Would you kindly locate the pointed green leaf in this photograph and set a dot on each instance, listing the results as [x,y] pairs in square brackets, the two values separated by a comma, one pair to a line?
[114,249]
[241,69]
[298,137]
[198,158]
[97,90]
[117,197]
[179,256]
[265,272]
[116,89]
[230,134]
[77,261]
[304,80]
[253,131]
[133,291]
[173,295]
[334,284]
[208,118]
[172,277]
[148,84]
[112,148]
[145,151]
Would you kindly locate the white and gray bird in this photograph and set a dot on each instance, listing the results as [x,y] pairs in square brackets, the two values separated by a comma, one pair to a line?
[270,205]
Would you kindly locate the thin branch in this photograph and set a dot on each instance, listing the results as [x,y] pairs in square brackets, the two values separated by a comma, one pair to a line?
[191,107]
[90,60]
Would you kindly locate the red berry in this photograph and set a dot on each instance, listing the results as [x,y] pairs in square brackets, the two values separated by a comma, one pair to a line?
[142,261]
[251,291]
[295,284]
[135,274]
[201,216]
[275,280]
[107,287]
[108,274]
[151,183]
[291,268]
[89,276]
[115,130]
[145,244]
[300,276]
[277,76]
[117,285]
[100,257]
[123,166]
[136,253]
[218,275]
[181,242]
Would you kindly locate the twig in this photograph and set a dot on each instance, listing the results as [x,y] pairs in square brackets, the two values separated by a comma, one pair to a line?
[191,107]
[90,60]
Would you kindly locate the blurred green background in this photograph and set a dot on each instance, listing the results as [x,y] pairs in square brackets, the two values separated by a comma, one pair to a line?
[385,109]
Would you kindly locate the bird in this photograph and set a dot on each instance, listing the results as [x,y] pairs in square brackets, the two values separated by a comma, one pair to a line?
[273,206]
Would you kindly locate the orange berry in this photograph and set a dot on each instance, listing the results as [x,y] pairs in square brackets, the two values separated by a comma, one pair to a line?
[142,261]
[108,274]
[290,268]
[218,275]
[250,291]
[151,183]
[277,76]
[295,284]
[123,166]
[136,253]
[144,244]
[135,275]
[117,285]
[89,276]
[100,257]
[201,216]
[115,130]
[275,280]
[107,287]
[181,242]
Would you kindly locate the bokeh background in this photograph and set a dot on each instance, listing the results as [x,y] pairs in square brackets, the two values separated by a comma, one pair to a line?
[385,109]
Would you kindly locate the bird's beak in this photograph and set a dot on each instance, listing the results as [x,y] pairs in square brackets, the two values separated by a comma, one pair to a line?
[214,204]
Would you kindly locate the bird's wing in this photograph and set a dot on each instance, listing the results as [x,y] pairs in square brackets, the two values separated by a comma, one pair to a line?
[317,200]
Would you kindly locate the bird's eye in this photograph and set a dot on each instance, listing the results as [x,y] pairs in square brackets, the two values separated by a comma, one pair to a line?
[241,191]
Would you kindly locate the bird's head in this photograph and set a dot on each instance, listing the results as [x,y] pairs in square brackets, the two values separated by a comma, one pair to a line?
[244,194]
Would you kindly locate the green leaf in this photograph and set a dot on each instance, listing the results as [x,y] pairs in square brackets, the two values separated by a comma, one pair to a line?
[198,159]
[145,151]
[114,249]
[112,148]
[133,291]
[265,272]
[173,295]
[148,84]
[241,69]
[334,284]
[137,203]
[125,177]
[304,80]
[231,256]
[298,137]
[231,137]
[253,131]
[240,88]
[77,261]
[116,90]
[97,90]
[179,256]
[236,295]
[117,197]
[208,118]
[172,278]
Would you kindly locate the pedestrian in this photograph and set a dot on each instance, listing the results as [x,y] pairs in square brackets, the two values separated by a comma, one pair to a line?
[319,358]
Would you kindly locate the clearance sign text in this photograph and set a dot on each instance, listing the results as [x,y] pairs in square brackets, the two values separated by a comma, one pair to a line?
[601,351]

==

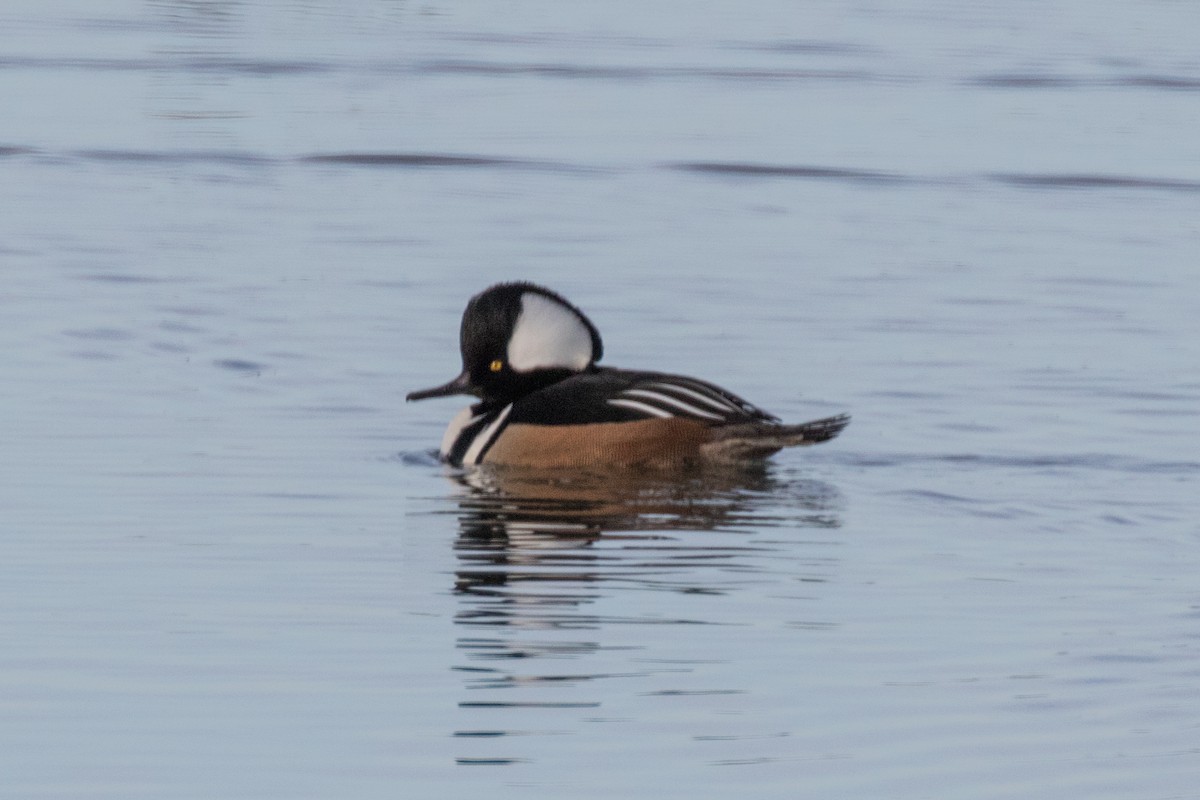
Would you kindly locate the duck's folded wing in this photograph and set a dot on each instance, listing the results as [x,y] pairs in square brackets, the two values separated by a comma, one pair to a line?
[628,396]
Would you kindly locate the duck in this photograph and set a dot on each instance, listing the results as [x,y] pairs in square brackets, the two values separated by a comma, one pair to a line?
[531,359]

Exercise.
Count the lines of the entries that contain the string "sign", matching case exactly. Reply with the number alone.

Task response.
1